### Text section:
■ ■ ■ ■
Hunt suspected a connection between the human and monkey outbreaks of immunosuppressive disease. He went to Baruj Benacerraf, then head of pathology at HMS, who sent a young researcher, Norman Letvin, now associate professor of medicine, to help Hunt unravel the similarities.

"We isolated a virus that we thought was the answer, but it wasn't," Hunt says.

However, at the same time, Hunt and his colleagues had been studying how leukemia was transmitted virally in monkeys. During their investigations, they came across a stunning result. When they took tissue from a leukemia- infected rhesus monkey, and put it into other monkeys, some monkeys began dying of cytomegalovirus infection. To find out what was causing the immunosuppressive disease, they analyzed tissue from the leukemic monkeys and isolated a virus.

"The more you understand the animal you're working with, the better your research is going to be." -- Ronald Hunt

The virus was SIV. SIV, which is a slow-acting virus (or lenti virus), is very similar to HIV and includes many of the same genes. "We now have a model system for studying [HIV]," says Hunt.

More than half of the 50 staff researchers at the primate center are currently involved in AIDS research under the direction of Ronald Derosiers, professor of microbiology and molecular genetics, R. Paul Johnson, assistant professor of medicine and Andrew Lackner, assistant professor of comparative pathology. Partly because of that commitment to AIDS research, basic research in primatology at the center has tailed off in recent years.

Understanding Primates

"This is a concern of mine because it takes away from one of the unique aspects of the center, namely the opportunities for new discoveries" arising out of basic primate research, Hunt says.

The number of biomedical research projects at the center also has declined in recent years. "My guess is that if you stick too much difficulty in the way of a particular type of research for whatever reason-because it's too expensive, because it's hard to get the animals-today science moves so fast that you immediately say I'm not going to work with [monkeys]. I'm going to work with something else," says Elio Raviola, Bullard professor of neurobiology.
■ ■ ■ ■
### Supplied information:

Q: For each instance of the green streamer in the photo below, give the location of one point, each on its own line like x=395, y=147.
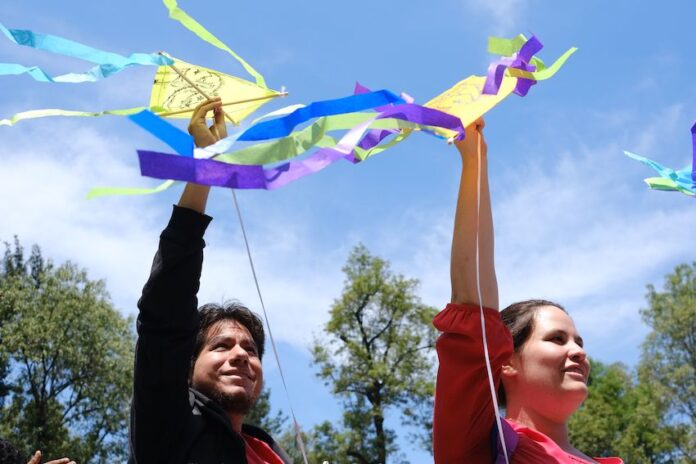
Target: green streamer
x=197, y=28
x=505, y=47
x=662, y=183
x=109, y=191
x=312, y=136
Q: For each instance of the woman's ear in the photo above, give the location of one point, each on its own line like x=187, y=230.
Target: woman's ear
x=510, y=368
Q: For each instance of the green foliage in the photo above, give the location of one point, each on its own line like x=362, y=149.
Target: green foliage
x=69, y=355
x=377, y=356
x=647, y=416
x=668, y=364
x=619, y=418
x=261, y=416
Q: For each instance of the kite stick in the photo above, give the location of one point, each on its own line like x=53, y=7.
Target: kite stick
x=238, y=102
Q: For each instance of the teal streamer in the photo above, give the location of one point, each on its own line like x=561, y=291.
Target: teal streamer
x=108, y=63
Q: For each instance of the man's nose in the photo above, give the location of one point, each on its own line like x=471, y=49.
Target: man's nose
x=238, y=355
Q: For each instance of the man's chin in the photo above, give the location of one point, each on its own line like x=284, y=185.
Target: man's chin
x=236, y=402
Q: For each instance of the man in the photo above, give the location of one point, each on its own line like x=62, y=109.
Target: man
x=197, y=373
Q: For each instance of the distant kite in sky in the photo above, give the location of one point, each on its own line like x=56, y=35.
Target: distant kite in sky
x=683, y=180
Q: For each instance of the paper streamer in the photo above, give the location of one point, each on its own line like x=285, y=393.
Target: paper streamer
x=522, y=64
x=179, y=140
x=283, y=126
x=273, y=128
x=215, y=173
x=194, y=26
x=108, y=63
x=43, y=113
x=109, y=191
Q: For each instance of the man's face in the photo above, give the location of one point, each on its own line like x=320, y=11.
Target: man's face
x=228, y=369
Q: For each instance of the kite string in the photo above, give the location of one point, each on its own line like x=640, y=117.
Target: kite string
x=298, y=431
x=489, y=369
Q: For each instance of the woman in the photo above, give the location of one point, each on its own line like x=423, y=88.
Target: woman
x=535, y=350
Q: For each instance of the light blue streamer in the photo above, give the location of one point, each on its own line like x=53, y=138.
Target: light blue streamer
x=108, y=63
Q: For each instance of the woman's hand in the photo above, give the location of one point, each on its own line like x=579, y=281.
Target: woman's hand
x=468, y=148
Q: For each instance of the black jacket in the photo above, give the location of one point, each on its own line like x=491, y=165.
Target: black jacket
x=170, y=422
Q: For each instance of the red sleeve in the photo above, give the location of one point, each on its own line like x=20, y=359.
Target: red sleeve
x=464, y=414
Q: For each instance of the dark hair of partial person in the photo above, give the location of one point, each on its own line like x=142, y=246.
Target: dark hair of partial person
x=519, y=320
x=212, y=313
x=9, y=454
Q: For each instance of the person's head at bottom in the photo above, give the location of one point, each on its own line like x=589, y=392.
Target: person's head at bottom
x=546, y=377
x=226, y=365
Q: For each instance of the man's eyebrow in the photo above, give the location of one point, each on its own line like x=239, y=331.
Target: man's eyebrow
x=224, y=338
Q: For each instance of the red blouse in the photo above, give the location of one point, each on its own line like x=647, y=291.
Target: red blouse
x=464, y=417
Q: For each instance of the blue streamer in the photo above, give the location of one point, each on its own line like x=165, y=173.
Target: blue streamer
x=268, y=129
x=108, y=63
x=180, y=141
x=282, y=127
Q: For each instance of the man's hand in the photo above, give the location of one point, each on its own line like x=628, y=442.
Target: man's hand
x=198, y=127
x=36, y=459
x=468, y=147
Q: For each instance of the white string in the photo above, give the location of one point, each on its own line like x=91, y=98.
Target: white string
x=489, y=369
x=298, y=430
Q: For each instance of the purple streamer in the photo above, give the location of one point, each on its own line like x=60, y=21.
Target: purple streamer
x=693, y=147
x=519, y=60
x=216, y=173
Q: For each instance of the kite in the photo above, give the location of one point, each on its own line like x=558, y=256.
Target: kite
x=172, y=95
x=369, y=118
x=683, y=180
x=444, y=116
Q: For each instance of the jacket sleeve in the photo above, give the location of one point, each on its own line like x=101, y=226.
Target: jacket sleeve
x=167, y=325
x=464, y=414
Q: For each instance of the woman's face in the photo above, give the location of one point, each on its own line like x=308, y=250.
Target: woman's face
x=551, y=369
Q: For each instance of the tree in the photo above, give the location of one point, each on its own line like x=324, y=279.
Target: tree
x=646, y=416
x=377, y=356
x=70, y=358
x=620, y=418
x=260, y=415
x=668, y=363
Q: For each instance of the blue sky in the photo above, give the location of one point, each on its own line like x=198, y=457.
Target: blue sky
x=574, y=222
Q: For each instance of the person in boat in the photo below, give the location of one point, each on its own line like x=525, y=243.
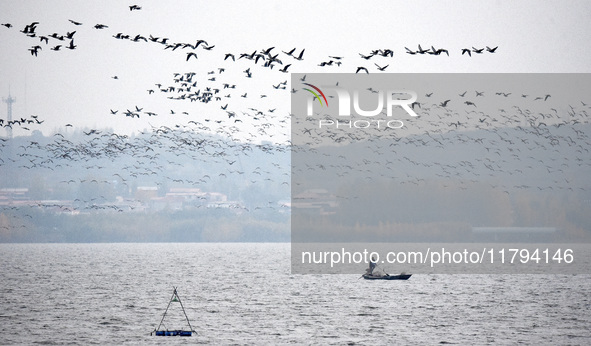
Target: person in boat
x=372, y=266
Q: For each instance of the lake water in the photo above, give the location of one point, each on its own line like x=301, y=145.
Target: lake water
x=244, y=294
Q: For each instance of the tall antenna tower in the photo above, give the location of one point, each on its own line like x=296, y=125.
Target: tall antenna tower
x=9, y=101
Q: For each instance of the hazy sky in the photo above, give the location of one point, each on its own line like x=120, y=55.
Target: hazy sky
x=77, y=86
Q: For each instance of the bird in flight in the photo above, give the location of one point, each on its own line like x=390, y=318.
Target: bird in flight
x=361, y=68
x=381, y=68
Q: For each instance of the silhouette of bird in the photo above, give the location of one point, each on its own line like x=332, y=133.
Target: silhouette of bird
x=361, y=68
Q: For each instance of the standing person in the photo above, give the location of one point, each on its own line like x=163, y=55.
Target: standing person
x=372, y=265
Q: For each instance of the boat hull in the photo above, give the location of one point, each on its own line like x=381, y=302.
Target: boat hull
x=387, y=277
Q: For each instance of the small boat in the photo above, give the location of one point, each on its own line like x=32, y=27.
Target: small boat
x=386, y=277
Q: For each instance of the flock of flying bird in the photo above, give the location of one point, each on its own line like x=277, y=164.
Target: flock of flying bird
x=225, y=140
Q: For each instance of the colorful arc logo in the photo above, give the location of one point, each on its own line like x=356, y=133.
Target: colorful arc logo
x=315, y=94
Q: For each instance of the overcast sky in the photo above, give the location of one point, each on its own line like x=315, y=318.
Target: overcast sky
x=77, y=86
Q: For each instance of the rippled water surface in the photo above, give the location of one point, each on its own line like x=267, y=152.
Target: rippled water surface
x=245, y=294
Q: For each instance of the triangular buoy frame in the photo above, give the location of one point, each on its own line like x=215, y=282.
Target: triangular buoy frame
x=175, y=298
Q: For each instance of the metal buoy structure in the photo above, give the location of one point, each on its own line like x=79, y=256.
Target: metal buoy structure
x=174, y=332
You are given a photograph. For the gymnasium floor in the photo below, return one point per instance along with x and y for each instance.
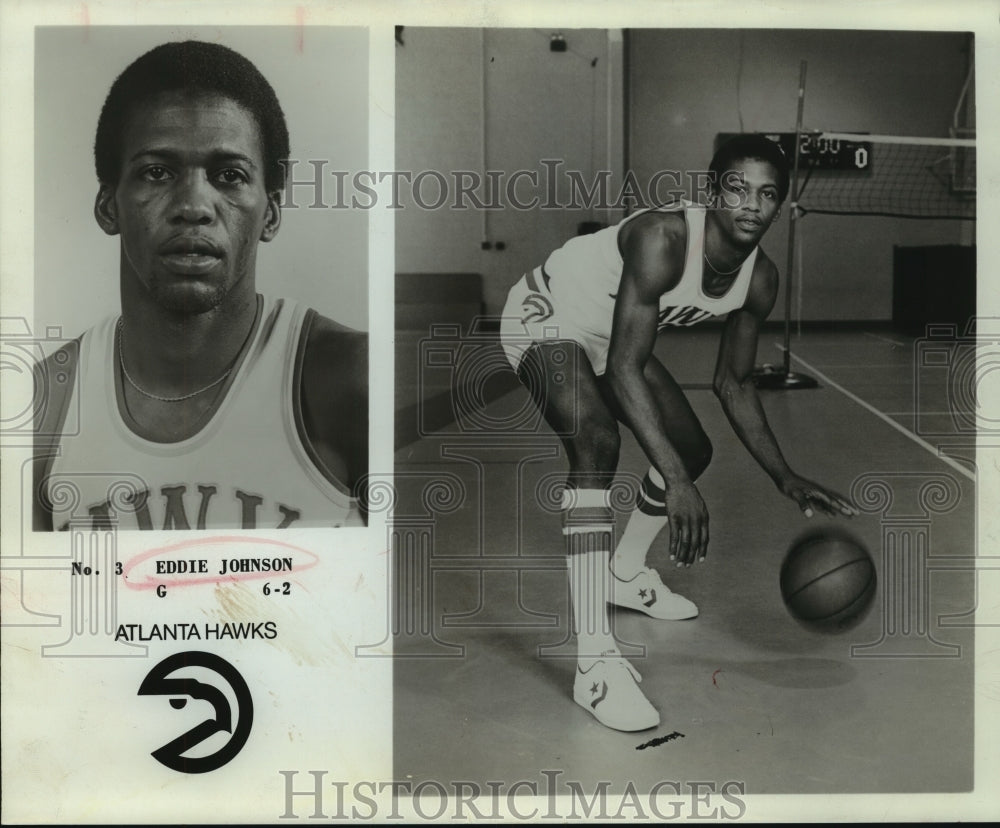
(484, 677)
■ ■ ■ ■
### Task description:
Carry on the article about Ronald Hunt and the primate center from its last paragraph, which quotes Elio Raviola.

### Exercise response:
Raviola, who has spent more than 20 years at the center studying myopia, thinks that turning away from research in primates is a mistake. "If at some point you don't use the primate, you don't have a model that is very close to the human. And then either you experiment directly on humans, or you use an inappropriate animal."

During the past 30 years, the center has evolved into an important breeding facility, and currently houses the largest breeding colony of the endangered cotton-top tamarin. The center also has begun a "pathogen free" breeding program; the breeding rhesus monkeys are monitored to be sure they are free of specific viruses and pathogens. "Our goal is to convert the whole colony of macaques into an SPF [specific pathogen free] colony," says Prabhat Seghal, senior veterinarian.

Such a colony could provide an invaluable resource for organ transplant and vaccine research as well as for basic research into human and animal disease. Hunt notes that the center today is greatly underused; only one-third of the center's 1,500 monkeys-rhesus, squirrel monkeys, baboons, tamarins- are being utilized for research. Many research projects, he notes, can utilize monkeys in a noninvasive way.

"For example, you could take monkeys in the breeding colony and give half of them beta carotene and five years from now, measure something-I don't know what to measure. Maybe there's someone bright on the faculty who does," says Hunt. "The fact that we have animals here-if somebody is interested in studying hair, we can at a nominal cost get some monkey hair for them. Our point is to raise the question: Are we fully taking advantage of the resources that are available?"